(Collected data)
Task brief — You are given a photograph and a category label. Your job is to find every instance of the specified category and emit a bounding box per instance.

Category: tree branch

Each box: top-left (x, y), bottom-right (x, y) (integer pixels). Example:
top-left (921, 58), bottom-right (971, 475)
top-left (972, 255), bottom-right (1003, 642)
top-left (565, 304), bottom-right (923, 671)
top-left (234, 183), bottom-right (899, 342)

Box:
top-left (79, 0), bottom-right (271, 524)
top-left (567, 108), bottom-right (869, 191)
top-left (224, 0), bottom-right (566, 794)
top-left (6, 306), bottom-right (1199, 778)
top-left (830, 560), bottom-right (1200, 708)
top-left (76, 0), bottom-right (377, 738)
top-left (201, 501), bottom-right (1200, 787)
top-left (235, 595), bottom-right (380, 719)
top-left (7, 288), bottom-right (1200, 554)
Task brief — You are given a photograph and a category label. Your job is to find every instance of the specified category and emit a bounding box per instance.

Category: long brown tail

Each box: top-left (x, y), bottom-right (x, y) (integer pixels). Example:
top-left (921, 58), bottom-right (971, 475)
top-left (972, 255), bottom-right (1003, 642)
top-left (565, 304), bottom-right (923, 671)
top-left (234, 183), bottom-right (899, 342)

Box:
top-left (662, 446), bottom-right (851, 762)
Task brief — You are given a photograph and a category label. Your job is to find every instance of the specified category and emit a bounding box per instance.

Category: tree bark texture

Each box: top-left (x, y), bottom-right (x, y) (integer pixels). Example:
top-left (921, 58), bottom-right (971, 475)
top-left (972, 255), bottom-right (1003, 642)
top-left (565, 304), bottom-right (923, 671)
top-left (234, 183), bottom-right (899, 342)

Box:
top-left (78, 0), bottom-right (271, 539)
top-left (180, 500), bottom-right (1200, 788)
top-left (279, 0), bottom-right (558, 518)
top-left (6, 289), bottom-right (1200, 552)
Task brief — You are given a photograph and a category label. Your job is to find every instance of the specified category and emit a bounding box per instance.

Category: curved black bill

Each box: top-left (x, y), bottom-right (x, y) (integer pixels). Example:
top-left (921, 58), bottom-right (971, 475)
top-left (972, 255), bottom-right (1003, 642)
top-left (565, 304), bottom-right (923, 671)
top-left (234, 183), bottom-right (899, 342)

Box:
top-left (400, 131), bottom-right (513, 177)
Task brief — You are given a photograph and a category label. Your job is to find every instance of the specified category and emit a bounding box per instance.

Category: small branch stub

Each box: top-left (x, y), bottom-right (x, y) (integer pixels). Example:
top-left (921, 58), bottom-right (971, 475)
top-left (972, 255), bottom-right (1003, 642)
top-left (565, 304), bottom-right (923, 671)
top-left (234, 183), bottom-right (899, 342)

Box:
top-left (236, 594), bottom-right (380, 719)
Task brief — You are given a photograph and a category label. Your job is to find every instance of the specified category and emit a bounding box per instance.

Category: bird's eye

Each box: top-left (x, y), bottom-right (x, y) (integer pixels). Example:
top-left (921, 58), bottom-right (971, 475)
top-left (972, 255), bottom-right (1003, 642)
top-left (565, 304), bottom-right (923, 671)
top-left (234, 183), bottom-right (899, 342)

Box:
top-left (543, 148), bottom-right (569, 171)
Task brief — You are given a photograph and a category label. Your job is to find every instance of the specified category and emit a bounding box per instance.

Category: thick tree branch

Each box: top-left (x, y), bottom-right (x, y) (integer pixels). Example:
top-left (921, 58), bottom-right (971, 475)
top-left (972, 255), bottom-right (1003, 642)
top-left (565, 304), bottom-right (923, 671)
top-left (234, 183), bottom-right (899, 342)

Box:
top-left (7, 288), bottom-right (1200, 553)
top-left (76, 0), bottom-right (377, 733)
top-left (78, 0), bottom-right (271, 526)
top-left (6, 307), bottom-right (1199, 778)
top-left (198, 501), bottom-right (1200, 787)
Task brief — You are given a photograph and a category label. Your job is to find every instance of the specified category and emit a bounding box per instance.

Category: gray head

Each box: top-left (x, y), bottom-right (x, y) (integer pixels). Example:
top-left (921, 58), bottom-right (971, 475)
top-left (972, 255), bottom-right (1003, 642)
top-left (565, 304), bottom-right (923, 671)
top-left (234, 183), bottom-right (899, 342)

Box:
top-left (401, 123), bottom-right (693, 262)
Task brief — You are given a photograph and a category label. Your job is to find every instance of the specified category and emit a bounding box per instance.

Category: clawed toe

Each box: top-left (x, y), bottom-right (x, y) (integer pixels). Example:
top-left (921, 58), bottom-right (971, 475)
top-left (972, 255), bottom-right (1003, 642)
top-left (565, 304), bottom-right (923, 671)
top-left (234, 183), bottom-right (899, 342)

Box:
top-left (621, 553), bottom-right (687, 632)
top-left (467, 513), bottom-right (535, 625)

**WORK TO BE COMPLETED**
Extract all of the data above and output it character for character.

**WORKED SOLUTION**
Task brief — You are given a photograph and a category label. Your job is to find every instance of the specified category and emit a bounding box per instance.

Category: tree branch

Each box: top-left (x, y), bottom-right (x, y) (integer pixels). Example:
top-left (921, 58), bottom-right (971, 475)
top-left (972, 255), bottom-right (1003, 642)
top-left (565, 304), bottom-right (923, 671)
top-left (234, 183), bottom-right (899, 342)

Box:
top-left (79, 0), bottom-right (271, 524)
top-left (567, 108), bottom-right (869, 191)
top-left (224, 0), bottom-right (566, 794)
top-left (6, 306), bottom-right (1199, 778)
top-left (830, 560), bottom-right (1200, 708)
top-left (76, 0), bottom-right (377, 738)
top-left (201, 501), bottom-right (1200, 787)
top-left (235, 595), bottom-right (380, 719)
top-left (7, 288), bottom-right (1200, 554)
Task brief — You are given a photograph and a category label. Your job is to find every instance of the specified category and emit a bounding box per instance.

Category: long brown tail

Each box: top-left (x, y), bottom-right (x, y) (integer pixels). Example:
top-left (921, 58), bottom-right (971, 475)
top-left (972, 255), bottom-right (1003, 642)
top-left (565, 304), bottom-right (923, 671)
top-left (234, 183), bottom-right (899, 342)

Box:
top-left (662, 446), bottom-right (851, 762)
Task brief — You are given a photograph and a category label. Your job is to find every instance of the specified category and emit a bounding box per instance.

Category: tree bark texture

Each box: top-left (x, y), bottom-right (x, y) (integer pixels). Example:
top-left (921, 58), bottom-right (971, 475)
top-left (972, 255), bottom-right (1003, 642)
top-left (565, 304), bottom-right (923, 671)
top-left (234, 183), bottom-right (899, 342)

Box:
top-left (78, 0), bottom-right (271, 539)
top-left (180, 500), bottom-right (1200, 788)
top-left (279, 0), bottom-right (558, 518)
top-left (6, 289), bottom-right (1200, 552)
Task brief — You are given a photograph and a category label. Your job is to find every instance of the specified category and emit a bounding box per instance.

Category: curved black bill

Each box: top-left (x, y), bottom-right (x, y) (integer pixels). Example:
top-left (921, 58), bottom-right (971, 475)
top-left (972, 255), bottom-right (1003, 642)
top-left (565, 304), bottom-right (923, 671)
top-left (234, 183), bottom-right (899, 342)

Box:
top-left (400, 131), bottom-right (513, 177)
Task brief — You are given a photograph and a category label. Your job is to find every instance of the specified category and emit a bounding box per instance.

Category: small branch stub

Each box: top-left (x, y), bottom-right (x, y) (integer pixels). Example:
top-left (921, 58), bottom-right (971, 475)
top-left (972, 255), bottom-right (1003, 642)
top-left (565, 304), bottom-right (923, 671)
top-left (234, 183), bottom-right (899, 342)

Box:
top-left (236, 594), bottom-right (380, 719)
Task brief — You are given a photograph and a category label. Your job is to find every instance of the specified category and emit a bounding box per instance.

Category: bird's eye

Each box: top-left (x, y), bottom-right (x, y) (integer pixels). Example:
top-left (921, 58), bottom-right (971, 475)
top-left (972, 255), bottom-right (1003, 642)
top-left (565, 304), bottom-right (923, 671)
top-left (234, 183), bottom-right (899, 342)

Box:
top-left (543, 148), bottom-right (569, 171)
Task brief — You are given a photograph and a category label. Your job is to find every instance of the specified category and emit a bounding box per instance.

Category: thick tree branch

Each box: top-left (x, y), bottom-right (x, y) (integer pixels). Example:
top-left (921, 58), bottom-right (971, 475)
top-left (972, 255), bottom-right (1003, 642)
top-left (565, 304), bottom-right (923, 671)
top-left (234, 183), bottom-right (899, 342)

Box:
top-left (7, 288), bottom-right (1200, 553)
top-left (76, 0), bottom-right (377, 733)
top-left (78, 0), bottom-right (271, 526)
top-left (6, 307), bottom-right (1199, 778)
top-left (198, 501), bottom-right (1200, 787)
Task brief — You are given a photograph and a category label. Your job is to find every instance of the specified category and emit a bounding box per instance.

Category: gray head

Each box: top-left (x, y), bottom-right (x, y) (integer pixels). Example:
top-left (921, 58), bottom-right (971, 475)
top-left (972, 255), bottom-right (1003, 642)
top-left (565, 304), bottom-right (923, 671)
top-left (234, 183), bottom-right (899, 342)

Box:
top-left (401, 123), bottom-right (693, 262)
Task brief — You are given a photograph and a category label. Your job is to find every instance of the specified category and emit a bounding box per instance.

Category: clawed toe

Each box: top-left (x, y), bottom-right (x, y) (integer pixels). Example:
top-left (921, 58), bottom-right (971, 475)
top-left (972, 255), bottom-right (1003, 642)
top-left (565, 304), bottom-right (923, 671)
top-left (234, 183), bottom-right (899, 342)

Box:
top-left (621, 553), bottom-right (687, 632)
top-left (467, 513), bottom-right (535, 625)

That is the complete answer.